*** Opening of THE DATA ***

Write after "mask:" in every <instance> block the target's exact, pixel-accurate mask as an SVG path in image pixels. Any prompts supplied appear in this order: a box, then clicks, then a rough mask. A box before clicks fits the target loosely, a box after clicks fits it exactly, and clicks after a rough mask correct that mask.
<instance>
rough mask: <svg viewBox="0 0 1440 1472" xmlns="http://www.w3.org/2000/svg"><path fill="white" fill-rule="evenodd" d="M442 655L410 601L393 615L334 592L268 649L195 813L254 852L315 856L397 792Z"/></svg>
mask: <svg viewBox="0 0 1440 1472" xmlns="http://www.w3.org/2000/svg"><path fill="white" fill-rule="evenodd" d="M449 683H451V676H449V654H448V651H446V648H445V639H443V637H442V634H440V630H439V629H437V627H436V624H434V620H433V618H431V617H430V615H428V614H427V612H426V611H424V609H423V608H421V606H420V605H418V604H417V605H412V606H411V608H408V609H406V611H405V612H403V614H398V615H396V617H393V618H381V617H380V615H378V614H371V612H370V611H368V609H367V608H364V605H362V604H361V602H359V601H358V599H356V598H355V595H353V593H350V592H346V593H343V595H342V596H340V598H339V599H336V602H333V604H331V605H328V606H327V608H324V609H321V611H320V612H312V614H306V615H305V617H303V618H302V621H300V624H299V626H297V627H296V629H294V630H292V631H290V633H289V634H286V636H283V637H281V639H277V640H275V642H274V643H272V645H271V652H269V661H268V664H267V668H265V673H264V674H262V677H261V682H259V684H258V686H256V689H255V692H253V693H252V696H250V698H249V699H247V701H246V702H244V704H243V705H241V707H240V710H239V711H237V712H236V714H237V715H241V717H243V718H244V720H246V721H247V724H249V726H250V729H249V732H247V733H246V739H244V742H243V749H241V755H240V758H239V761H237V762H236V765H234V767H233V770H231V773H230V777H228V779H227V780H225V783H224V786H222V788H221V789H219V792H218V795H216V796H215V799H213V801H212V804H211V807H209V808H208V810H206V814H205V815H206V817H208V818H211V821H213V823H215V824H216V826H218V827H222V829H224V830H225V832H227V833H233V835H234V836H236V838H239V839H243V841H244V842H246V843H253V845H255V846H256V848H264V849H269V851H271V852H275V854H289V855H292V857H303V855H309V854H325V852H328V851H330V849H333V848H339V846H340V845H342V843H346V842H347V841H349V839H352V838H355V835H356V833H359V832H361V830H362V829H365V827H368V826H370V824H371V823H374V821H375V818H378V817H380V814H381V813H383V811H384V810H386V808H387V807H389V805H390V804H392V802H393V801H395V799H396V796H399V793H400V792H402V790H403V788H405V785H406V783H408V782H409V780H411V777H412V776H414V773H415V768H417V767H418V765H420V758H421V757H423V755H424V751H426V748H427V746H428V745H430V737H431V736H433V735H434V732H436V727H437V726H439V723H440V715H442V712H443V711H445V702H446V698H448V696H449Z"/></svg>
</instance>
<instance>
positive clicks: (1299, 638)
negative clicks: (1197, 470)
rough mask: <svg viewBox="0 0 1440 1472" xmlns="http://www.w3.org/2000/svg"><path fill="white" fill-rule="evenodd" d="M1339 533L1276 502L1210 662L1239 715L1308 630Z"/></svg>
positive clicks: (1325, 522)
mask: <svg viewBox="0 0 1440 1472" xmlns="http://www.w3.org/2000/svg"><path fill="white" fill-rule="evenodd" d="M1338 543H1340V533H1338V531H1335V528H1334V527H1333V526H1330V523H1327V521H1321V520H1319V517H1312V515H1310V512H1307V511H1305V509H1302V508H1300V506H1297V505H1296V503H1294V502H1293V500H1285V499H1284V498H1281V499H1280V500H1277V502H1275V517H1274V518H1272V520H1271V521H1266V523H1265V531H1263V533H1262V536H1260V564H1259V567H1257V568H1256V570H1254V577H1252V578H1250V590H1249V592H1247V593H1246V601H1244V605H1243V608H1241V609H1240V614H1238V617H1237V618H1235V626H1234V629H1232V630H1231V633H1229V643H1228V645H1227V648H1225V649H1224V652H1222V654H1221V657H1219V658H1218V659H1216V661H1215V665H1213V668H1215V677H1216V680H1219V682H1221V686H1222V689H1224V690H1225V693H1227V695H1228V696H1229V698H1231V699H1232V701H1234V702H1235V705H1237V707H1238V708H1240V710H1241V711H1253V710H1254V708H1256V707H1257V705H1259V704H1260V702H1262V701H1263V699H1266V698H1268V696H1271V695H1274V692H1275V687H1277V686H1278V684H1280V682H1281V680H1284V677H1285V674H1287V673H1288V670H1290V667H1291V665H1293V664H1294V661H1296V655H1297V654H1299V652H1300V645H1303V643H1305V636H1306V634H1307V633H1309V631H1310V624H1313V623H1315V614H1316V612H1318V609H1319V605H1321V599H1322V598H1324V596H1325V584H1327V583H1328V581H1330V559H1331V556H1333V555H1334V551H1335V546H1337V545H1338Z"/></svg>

*** Close of THE DATA ***

EXERCISE PROMPT:
Give every record again, exactly as it reads.

FINAL ANSWER:
Write after "mask:" in every <instance> block the target's exact, pixel-accurate mask as an SVG path in image pixels. Any prompts supplied appear in this order: a box, then clicks, then a rough mask. A box before clicks fits the target loosely, a box after clicks fits it exactly, and clicks after a rough mask correct that mask.
<instance>
rough mask: <svg viewBox="0 0 1440 1472" xmlns="http://www.w3.org/2000/svg"><path fill="white" fill-rule="evenodd" d="M442 655L410 601L393 615L334 592L268 649L195 813L254 852L315 856L397 792Z"/></svg>
mask: <svg viewBox="0 0 1440 1472" xmlns="http://www.w3.org/2000/svg"><path fill="white" fill-rule="evenodd" d="M449 683H451V676H449V654H448V651H446V648H445V639H443V637H442V634H440V630H439V629H437V627H436V624H434V620H433V618H431V617H430V615H428V614H427V612H426V611H424V609H423V608H421V606H420V605H418V604H417V605H412V606H411V608H408V609H406V611H405V612H403V614H398V615H396V617H393V618H381V617H380V615H378V614H371V612H370V611H368V609H367V608H364V605H362V604H361V602H359V601H358V599H356V598H355V595H353V593H350V592H346V593H343V595H342V596H340V598H339V599H336V602H333V604H331V605H328V606H327V608H324V609H321V611H320V612H312V614H306V615H305V617H303V618H302V621H300V624H299V626H297V627H296V629H294V630H292V631H290V633H289V634H286V636H283V637H281V639H277V640H275V642H274V643H272V645H271V652H269V661H268V664H267V668H265V673H264V674H262V677H261V682H259V684H258V686H256V689H255V692H253V693H252V696H250V698H249V699H247V701H246V702H244V704H243V705H241V707H240V710H239V711H237V712H236V714H237V715H241V717H243V718H244V720H246V721H247V724H249V726H250V729H249V732H247V733H246V739H244V742H243V749H241V755H240V758H239V761H237V762H236V765H234V767H233V770H231V773H230V777H228V779H227V780H225V783H224V786H222V788H221V789H219V792H218V795H216V796H215V799H213V801H212V804H211V807H209V808H208V810H206V814H205V815H206V817H208V818H211V821H213V823H215V824H216V826H218V827H222V829H224V830H225V832H227V833H233V835H234V836H236V838H239V839H243V841H244V842H246V843H253V845H255V846H256V848H264V849H269V851H271V852H275V854H289V855H292V857H303V855H309V854H325V852H328V851H330V849H333V848H339V846H340V845H342V843H346V842H347V841H349V839H352V838H355V835H356V833H359V832H361V830H362V829H365V827H368V826H370V824H371V823H374V821H375V818H378V817H380V814H381V813H383V811H384V810H386V808H387V807H389V805H390V804H392V802H393V801H395V799H396V796H399V793H400V792H402V790H403V788H405V785H406V783H408V782H409V780H411V777H412V776H414V773H415V768H417V767H418V765H420V758H421V757H423V755H424V751H426V748H427V746H428V745H430V737H431V736H433V735H434V732H436V727H437V726H439V723H440V715H442V712H443V711H445V702H446V698H448V696H449Z"/></svg>
</instance>
<instance>
positive clicks: (1299, 638)
negative clicks: (1197, 470)
rough mask: <svg viewBox="0 0 1440 1472" xmlns="http://www.w3.org/2000/svg"><path fill="white" fill-rule="evenodd" d="M1339 533L1276 502L1210 662L1239 715L1308 630Z"/></svg>
positive clicks: (1325, 522)
mask: <svg viewBox="0 0 1440 1472" xmlns="http://www.w3.org/2000/svg"><path fill="white" fill-rule="evenodd" d="M1338 543H1340V533H1338V531H1335V528H1334V527H1333V526H1330V523H1327V521H1321V520H1319V517H1312V515H1310V512H1307V511H1305V509H1302V508H1300V506H1297V505H1296V503H1294V502H1293V500H1285V499H1284V498H1281V499H1280V500H1277V502H1275V517H1274V518H1272V520H1271V521H1266V523H1265V531H1263V533H1262V536H1260V564H1259V567H1257V568H1256V570H1254V577H1252V578H1250V590H1249V592H1247V593H1246V601H1244V605H1243V608H1241V609H1240V614H1238V617H1237V618H1235V626H1234V629H1232V630H1231V633H1229V643H1228V645H1227V648H1225V649H1224V652H1222V654H1221V657H1219V658H1218V659H1216V661H1215V665H1213V668H1215V677H1216V680H1219V682H1221V686H1222V689H1224V690H1225V693H1227V695H1228V696H1229V698H1231V699H1232V701H1234V702H1235V705H1237V707H1238V708H1240V710H1241V711H1253V710H1254V708H1256V707H1257V705H1259V704H1260V702H1262V701H1263V699H1266V698H1268V696H1271V695H1274V692H1275V687H1277V686H1278V684H1280V682H1281V680H1284V677H1285V674H1287V673H1288V670H1290V667H1291V665H1293V664H1294V661H1296V655H1297V654H1299V652H1300V645H1303V643H1305V636H1306V634H1307V633H1309V631H1310V624H1313V623H1315V614H1316V612H1318V609H1319V605H1321V599H1322V598H1324V596H1325V584H1327V583H1328V581H1330V559H1331V556H1333V555H1334V551H1335V546H1337V545H1338Z"/></svg>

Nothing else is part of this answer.